It’s one of the better basketball books I have ever read, and part of its allure is that it is broken down into compartmentalized, stand-alone chapters, each of which details a different aspect of the game. No matter who you are, at least three or four of them will be compelling to you.

Some readers will be struck by the opening piece on “Killer Instinct” that psychoanalyzes Kobe Bryant. Others will no doubt love the anatomical breakdown of LeBron that catalogs the reasons why his alien-like exoskeleton and other physical gifts make 66% of NBA players think he is the most athletic player in the League. And perhaps up to a billion others will love the chapter on Yao, Shaq and the other “superbigs” who have graced the association.

The “thinking fan’s tour,” however, lies more so in some of the other chapters that may lack some of the name-brand caché provided by the Black Mamba and The King. I, for instance, grew up as a three-point specialist who patterned my game around Reggie Miller, so I was immediately drawn in by the chapter about the “Pure Shooter,” which features Ballard — a former D-3 college player and, by the sound of it, quite the shooter himself — squaring off in a three-point shootout with Steve Kerr. As Ballard explains, Kerr may still look like a 15-year-old paperboy (my words, not his), but he is in fact getting up there in years and rarely plays hoops anymore. And after such a long lay-off from competition — and pretty much, from even shooting around altogether — even Kerr is’t sure how many threes he can hit on the afternoon him and Ballard get together. But as we soon learn, a shooter is a shooter is a shooter is a shooter, and Kerr holds his own against the unexpectedly accurate journalist.

Even more cerebral than outlining the theory behind the difference between a pure shooter and a very good shooter is the chapter on defensive specialists. The shut-down defender profile centers on Shane Battier, a man who has become very famous around the internet hoops community ever since Moneyball author Micheal Lewis wrote this New York Times Magazine cover story on him. Like Kevin Youkilis was to Major League Baseball before him, Battier has become the poster child of a new breed of advanced statistical revolution in the NBA. Certain basketball analysts, scouts and even GMs have begun to advocate a new method of thinking about the game that prioritizes using every possession efficiently. In layman’s terms, this means shooting a high percentage, not turning the ball over, getting to the line and, if all that still doesn’t allow your team to make a shot, getting some offensive rebounds. This train of thought places a distinct value on each possession and judges teams — and players — by looking at “success per possession” more so than the traditional barometer of “points tallied.”

# Written exercise:
Write the next part of the basketball book review, picking up after its last sentence. The data here plays no part in the work.

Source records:
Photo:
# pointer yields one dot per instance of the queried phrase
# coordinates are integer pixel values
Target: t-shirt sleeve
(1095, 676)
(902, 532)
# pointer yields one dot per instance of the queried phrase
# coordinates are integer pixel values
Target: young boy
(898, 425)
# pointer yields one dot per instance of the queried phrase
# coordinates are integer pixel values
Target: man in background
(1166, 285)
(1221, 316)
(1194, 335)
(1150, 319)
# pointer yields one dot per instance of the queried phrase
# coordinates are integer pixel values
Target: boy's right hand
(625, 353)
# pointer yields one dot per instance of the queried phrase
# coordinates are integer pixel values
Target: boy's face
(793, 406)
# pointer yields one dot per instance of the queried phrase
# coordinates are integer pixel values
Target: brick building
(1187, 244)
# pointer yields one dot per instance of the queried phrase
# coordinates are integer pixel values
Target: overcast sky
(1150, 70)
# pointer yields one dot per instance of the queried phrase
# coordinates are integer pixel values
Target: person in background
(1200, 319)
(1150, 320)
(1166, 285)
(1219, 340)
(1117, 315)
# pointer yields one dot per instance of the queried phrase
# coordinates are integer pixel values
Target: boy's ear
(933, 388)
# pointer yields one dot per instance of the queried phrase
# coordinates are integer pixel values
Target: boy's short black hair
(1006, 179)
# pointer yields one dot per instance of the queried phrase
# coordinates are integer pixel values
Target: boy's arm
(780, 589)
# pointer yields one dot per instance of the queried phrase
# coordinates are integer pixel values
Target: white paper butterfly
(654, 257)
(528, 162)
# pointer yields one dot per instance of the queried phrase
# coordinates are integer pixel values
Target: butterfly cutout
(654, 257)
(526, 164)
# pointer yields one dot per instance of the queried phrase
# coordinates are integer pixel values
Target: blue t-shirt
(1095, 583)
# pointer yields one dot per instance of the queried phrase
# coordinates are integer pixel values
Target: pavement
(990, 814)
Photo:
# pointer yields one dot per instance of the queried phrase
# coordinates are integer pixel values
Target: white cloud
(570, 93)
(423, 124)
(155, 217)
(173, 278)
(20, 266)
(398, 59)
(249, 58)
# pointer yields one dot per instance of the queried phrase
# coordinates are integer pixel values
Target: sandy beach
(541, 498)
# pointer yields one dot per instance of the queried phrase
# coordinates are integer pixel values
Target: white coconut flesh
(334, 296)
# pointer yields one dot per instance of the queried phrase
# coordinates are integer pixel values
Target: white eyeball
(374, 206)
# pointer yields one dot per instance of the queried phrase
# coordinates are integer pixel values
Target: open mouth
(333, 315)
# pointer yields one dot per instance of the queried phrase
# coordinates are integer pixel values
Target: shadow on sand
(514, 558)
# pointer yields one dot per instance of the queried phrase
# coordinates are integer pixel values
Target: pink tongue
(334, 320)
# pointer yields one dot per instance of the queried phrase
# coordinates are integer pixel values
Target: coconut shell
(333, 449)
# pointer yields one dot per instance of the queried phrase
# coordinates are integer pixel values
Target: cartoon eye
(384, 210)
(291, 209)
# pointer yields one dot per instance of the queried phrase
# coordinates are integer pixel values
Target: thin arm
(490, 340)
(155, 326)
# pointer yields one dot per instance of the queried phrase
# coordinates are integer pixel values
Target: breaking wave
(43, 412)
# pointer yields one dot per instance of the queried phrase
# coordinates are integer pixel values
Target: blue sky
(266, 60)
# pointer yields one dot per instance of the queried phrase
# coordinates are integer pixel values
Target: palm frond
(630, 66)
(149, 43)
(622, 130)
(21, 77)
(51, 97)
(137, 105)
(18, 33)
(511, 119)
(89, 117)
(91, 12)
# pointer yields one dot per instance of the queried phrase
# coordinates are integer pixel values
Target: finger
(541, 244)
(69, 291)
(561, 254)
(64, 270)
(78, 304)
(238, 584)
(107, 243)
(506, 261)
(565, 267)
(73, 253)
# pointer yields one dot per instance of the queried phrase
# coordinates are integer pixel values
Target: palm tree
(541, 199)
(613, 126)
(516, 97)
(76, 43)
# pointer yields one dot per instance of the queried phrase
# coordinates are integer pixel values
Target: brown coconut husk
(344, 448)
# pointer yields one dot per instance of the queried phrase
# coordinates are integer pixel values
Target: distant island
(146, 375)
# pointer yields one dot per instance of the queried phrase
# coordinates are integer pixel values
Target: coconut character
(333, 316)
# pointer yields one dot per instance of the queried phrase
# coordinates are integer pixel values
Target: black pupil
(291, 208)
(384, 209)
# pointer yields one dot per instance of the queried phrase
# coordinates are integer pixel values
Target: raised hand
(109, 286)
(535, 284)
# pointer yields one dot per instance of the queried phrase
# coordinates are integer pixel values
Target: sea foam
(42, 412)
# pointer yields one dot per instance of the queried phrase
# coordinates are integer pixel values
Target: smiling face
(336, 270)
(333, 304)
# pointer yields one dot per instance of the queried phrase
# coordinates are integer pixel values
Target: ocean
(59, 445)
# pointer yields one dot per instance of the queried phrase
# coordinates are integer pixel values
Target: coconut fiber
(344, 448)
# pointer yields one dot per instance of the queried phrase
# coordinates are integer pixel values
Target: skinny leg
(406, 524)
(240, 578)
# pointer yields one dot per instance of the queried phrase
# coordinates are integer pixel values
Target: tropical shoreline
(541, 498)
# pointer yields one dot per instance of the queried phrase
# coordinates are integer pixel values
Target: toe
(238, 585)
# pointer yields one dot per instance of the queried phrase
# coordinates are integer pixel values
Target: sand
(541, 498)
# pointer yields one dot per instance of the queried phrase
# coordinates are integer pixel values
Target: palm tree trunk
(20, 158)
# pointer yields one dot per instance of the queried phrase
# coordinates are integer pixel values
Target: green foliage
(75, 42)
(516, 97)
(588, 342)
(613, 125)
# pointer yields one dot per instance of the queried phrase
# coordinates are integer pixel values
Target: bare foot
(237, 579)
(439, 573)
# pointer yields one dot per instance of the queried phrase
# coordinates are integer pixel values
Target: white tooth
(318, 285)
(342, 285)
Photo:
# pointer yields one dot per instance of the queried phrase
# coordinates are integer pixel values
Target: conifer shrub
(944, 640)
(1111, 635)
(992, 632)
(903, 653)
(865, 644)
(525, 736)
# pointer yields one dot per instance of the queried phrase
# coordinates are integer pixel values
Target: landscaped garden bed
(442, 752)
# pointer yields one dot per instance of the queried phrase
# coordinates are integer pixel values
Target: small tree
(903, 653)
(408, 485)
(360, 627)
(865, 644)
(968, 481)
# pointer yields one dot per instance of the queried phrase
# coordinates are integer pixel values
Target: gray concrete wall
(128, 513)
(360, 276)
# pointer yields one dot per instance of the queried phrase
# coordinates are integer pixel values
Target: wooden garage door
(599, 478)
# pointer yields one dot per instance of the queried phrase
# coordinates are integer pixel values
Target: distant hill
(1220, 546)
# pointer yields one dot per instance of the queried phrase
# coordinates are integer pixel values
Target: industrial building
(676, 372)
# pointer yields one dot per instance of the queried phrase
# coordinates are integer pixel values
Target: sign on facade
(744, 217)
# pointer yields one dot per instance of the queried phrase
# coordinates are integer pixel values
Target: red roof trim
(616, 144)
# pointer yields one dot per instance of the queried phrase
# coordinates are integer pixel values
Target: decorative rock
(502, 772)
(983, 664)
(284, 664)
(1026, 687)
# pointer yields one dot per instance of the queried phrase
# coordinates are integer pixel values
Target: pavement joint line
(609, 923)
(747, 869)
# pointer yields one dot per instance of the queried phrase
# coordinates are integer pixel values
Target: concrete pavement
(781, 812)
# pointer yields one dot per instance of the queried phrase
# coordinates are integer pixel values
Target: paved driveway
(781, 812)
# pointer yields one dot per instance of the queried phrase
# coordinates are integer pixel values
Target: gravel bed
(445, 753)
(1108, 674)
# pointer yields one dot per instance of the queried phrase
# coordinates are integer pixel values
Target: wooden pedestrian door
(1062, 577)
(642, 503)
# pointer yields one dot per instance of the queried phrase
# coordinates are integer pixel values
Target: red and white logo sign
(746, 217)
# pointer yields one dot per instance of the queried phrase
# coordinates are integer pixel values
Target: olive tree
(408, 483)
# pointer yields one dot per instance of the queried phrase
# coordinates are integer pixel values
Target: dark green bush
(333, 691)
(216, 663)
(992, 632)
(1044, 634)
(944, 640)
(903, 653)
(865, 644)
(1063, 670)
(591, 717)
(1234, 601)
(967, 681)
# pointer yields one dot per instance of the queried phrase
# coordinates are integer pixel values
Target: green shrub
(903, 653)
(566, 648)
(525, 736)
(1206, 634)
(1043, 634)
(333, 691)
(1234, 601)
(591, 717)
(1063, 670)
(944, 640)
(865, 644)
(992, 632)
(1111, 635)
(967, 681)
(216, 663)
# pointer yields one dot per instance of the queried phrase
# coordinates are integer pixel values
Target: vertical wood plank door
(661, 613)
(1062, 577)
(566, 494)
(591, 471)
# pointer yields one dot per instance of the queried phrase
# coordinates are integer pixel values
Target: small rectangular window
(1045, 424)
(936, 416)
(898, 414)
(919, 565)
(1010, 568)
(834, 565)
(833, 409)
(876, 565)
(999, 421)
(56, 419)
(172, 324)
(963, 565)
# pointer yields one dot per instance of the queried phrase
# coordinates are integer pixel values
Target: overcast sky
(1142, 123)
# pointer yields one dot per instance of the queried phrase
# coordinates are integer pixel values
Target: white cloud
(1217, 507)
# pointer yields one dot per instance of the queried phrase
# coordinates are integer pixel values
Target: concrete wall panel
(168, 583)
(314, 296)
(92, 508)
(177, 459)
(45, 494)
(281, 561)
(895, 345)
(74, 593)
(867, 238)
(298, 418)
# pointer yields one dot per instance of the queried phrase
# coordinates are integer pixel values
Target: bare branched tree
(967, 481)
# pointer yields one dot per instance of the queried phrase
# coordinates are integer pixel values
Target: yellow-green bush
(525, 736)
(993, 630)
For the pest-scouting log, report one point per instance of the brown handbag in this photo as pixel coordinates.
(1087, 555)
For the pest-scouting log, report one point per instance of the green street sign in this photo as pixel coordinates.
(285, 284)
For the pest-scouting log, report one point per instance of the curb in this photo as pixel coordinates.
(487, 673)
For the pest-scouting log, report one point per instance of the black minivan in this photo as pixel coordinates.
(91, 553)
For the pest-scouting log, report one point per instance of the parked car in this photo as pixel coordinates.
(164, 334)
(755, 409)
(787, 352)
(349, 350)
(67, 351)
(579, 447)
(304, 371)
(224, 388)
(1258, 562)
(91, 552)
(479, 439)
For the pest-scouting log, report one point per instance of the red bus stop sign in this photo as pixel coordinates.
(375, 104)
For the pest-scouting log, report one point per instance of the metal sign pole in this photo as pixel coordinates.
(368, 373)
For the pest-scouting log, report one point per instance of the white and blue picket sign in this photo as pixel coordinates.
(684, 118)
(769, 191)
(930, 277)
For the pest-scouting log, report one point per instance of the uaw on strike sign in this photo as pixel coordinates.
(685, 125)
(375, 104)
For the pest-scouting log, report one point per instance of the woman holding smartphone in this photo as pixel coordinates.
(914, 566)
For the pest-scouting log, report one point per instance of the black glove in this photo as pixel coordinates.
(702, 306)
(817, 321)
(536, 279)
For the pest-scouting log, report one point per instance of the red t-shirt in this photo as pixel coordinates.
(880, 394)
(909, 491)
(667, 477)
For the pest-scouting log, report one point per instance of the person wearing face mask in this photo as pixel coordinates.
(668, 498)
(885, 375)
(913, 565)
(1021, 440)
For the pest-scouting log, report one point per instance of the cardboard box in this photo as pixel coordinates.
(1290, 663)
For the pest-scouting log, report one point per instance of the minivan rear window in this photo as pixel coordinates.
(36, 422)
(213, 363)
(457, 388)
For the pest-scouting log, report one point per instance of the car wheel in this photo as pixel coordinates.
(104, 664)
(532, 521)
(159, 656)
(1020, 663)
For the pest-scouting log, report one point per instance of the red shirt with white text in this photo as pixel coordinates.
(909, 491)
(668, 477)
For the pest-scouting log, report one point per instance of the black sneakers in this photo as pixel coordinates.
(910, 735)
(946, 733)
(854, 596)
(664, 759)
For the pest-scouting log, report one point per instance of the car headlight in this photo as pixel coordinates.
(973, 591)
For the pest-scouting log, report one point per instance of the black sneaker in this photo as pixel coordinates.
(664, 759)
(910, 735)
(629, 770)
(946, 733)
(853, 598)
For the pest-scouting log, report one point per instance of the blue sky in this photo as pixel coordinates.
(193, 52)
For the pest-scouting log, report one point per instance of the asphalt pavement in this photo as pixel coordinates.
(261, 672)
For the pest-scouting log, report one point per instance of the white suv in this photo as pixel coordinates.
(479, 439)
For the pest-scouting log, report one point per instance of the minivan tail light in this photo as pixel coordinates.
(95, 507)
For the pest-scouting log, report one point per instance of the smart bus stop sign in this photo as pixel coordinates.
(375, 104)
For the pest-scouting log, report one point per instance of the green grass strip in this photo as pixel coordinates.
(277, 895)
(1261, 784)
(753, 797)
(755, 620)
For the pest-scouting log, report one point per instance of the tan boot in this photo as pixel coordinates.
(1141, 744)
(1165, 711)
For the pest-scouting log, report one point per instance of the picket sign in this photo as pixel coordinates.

# Output of the task:
No executive has embraced this concept like the Rockets GM Daryl Morey. And no player has embraced it more than Shane Battier. Sure, all NBA insiders are now aware of the fact that (a) the layup, (b) the free-throw, and (c) the corner three-pointer are the “most efficient” ways to score in the NBA. But the degree to which guys like Battier have expanded the concept of making the offensive player do what they do worst the most makes for fascinating reading. Like Michael Lewis before him, Ballard gets exclusive access to the Rockets’ operations and the insights he learns and shares with readers while essentially job-shadowing Shane on back-to-back games where he guards Brandon Roy and LeBron James are alone worth the price of the book. (There’s about 20 minutes of conversation on this stuff in a podcast I did with Ballard earlier this week.)

There is much more, however, including two fine chapters that delve into the intricacies of rebounding and shotblocking. And while all this stuff is great, ultimately, the book’s real accomplishment is its ability to combine these interesting, nuanced takes on parts of the games that remain too-often overlooked in favor of free agent talk and moral finger-pointing with what can only be described as damn fine writing.

As much as I enjoyed reading insider perspectives of NBA athletes and coaches, my favorite aspect of the book was simply the way the stories were told and Ballard’s ability to flip words. As a writer myself, I often found myself being more impressed than simply informed or entertained — although I was certainly both of those things as well.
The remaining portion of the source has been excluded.